[[ Given passage, beginning ]]

The ongoing conflict in Yemen is having a devastating impact on the country’s health system and has exposed millions of children to the threat of preventable diseases, the United Nations Children’s Fund (UNICEF) has warned.
Addressing a press briefing in Geneva earlier today, UNICEF spokesperson Christophe Boulierac said that millions of children in the war-torn Gulf state are at risk of disease amid widespread interruptions in vaccination services.
While shortages in electricity and fuel are impacting health centres’ ability to provide children with critical services, many parents were also too frightened by the sharp escalation in fighting to take their children to receive vaccinations. The result, he said, is that an estimated 2.6 million children under the age of 15 are now at risk of contracting measles – a potentially fatal disease spread rapidly in times of conflict and population displacement.

[[ Given passage, end ]]
[[ Supplied records, beginning ]]

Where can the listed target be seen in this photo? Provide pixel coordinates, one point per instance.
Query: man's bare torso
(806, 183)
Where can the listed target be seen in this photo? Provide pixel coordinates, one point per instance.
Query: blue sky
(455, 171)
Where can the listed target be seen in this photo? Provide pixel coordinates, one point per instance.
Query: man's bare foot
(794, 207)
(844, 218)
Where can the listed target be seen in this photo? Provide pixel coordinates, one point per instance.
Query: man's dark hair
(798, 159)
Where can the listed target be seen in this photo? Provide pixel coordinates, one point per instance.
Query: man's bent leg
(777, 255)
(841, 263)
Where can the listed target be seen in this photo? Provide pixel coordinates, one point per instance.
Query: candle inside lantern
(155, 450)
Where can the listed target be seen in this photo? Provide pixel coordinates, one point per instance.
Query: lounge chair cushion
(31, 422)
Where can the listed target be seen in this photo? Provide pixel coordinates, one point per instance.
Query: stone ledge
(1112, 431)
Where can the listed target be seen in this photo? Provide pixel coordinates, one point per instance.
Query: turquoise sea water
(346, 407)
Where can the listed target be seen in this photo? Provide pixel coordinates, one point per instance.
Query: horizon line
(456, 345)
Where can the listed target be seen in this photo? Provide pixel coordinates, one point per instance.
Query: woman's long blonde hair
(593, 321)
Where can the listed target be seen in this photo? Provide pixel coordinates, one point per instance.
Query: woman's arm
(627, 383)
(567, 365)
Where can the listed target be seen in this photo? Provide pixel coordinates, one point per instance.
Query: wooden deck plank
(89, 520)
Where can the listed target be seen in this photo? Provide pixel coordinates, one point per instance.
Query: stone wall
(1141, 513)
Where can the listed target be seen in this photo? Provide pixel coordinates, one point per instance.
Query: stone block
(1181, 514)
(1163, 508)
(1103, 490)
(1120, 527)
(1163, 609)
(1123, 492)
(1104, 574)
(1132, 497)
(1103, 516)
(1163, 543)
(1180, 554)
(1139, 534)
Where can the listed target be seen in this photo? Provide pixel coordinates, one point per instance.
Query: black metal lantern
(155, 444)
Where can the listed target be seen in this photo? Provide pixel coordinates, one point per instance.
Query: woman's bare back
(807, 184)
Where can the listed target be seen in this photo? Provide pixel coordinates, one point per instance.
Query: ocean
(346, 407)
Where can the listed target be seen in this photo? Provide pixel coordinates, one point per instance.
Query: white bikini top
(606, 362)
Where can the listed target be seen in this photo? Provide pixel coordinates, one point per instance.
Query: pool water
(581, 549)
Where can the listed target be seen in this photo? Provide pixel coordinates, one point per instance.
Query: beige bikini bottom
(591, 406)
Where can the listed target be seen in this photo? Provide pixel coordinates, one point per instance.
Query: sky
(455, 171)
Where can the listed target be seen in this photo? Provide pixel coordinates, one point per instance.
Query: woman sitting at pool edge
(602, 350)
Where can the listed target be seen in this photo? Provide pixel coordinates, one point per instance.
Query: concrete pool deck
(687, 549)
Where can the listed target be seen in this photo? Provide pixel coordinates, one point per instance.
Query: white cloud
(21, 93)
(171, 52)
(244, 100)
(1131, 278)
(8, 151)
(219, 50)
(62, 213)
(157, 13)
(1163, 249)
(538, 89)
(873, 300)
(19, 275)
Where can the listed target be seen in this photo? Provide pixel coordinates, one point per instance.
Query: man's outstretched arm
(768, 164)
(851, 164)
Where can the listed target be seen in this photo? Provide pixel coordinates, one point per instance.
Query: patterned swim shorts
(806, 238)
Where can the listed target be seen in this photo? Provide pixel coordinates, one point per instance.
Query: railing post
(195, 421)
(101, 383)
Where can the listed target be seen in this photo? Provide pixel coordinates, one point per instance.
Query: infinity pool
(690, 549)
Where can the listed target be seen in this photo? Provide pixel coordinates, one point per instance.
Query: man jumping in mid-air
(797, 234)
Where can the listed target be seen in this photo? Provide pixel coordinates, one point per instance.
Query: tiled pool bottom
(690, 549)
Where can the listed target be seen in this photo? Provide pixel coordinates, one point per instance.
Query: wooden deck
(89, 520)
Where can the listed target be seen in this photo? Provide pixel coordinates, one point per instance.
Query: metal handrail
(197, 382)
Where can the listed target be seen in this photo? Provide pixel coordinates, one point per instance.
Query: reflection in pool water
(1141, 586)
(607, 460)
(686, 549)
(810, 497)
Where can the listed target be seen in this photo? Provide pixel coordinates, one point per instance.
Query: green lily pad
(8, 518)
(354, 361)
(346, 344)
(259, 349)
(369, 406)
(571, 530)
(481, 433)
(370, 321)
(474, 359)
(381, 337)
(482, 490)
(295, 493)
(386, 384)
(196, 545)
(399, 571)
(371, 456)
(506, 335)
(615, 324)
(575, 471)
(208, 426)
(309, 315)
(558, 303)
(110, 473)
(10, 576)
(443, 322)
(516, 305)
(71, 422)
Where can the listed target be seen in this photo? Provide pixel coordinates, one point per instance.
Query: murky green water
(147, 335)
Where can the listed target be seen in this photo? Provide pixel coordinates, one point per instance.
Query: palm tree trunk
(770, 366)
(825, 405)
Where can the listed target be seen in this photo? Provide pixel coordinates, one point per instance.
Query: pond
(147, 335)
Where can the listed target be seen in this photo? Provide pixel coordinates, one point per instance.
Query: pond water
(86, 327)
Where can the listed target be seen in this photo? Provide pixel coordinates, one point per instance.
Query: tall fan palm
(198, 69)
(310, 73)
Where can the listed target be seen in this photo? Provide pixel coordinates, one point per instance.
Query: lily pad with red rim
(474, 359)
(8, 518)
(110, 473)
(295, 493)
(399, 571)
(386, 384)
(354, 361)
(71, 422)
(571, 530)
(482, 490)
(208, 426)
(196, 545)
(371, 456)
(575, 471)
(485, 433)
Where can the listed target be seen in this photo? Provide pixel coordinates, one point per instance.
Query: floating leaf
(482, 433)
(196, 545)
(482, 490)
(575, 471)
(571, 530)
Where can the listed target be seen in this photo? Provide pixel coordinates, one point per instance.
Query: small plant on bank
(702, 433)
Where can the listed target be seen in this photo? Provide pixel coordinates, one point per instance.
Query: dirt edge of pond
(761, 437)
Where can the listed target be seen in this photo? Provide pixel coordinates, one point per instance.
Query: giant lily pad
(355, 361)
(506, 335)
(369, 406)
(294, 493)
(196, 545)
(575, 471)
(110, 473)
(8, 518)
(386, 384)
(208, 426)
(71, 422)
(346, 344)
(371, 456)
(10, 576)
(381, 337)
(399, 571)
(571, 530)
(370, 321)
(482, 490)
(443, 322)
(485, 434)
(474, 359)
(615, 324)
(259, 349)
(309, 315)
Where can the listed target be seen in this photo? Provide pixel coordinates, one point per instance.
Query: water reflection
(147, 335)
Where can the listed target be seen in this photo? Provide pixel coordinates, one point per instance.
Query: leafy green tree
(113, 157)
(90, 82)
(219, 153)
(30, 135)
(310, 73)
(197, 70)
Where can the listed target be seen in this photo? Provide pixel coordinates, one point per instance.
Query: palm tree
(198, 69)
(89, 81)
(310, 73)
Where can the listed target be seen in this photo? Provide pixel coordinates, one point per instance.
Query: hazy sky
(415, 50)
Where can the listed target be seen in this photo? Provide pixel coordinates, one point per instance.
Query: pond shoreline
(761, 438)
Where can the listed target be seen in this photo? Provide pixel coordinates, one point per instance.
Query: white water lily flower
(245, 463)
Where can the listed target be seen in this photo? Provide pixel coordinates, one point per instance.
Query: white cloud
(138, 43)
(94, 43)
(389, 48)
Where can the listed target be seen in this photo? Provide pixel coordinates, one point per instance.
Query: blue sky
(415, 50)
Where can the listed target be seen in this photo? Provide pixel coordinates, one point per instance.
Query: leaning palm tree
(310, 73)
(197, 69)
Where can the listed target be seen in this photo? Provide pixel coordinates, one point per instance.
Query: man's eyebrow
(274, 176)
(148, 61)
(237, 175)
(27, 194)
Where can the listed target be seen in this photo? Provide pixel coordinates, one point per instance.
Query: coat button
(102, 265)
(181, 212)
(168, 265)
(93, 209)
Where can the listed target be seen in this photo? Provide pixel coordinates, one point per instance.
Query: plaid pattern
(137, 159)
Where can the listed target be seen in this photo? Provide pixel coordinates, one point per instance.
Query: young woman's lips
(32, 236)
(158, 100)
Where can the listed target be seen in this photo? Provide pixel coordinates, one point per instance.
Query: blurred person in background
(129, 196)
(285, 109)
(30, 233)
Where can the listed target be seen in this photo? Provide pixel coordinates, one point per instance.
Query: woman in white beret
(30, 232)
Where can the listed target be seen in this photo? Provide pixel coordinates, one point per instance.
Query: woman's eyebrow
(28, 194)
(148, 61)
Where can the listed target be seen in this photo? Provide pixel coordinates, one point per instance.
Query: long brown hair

[[ Supplied records, end ]]

*Prompt*. Pick up the report on disease risks facing children in Yemen at the point where it ends and continue it. The items stand apart from the text on Yemen's child health crisis.

*Answer section*.
At the same time, Mr. Boulierac cautioned that the number of children exposed to Acute Respiratory Infections is also likely to surge to 1.3 million due to the lack of vaccinations while over 2.5 million children remain at risk of diarrhoea due to the unavailability of safe water, poor sanitary conditions and lack of access to Oral Rehydration Salt, compared to 1.5 million prior to the conflict.
The humanitarian stresses brought on by Yemen’s conflict have only compounded the already severe human toll of the fighting. The UN has reported that thousands of people in the country have been killed and injured by airstrikes and ground fighting in the last three months alone while over 1 million people have fled their homes.
Against that backdrop, a recent joint survey released by the UN Food and Agriculture Organization (FAO) and the World Food Programme (WFP), confirmed that six million people in the country are slipping towards severe hunger and now need emergency food and life-saving assistance, a sharp increase from the last quarter of 2014. In addition to the population facing a food security 'emergency,' over 6.5 million people are classified as facing a food insecurity security 'crisis.'
At today’s briefing, the UNICEF spokesperson cited the agency’s estimates that more than half a million children under five years of age are at risk of developing severe and acute malnutrition over the next 12 months if the situation continued to deteriorate.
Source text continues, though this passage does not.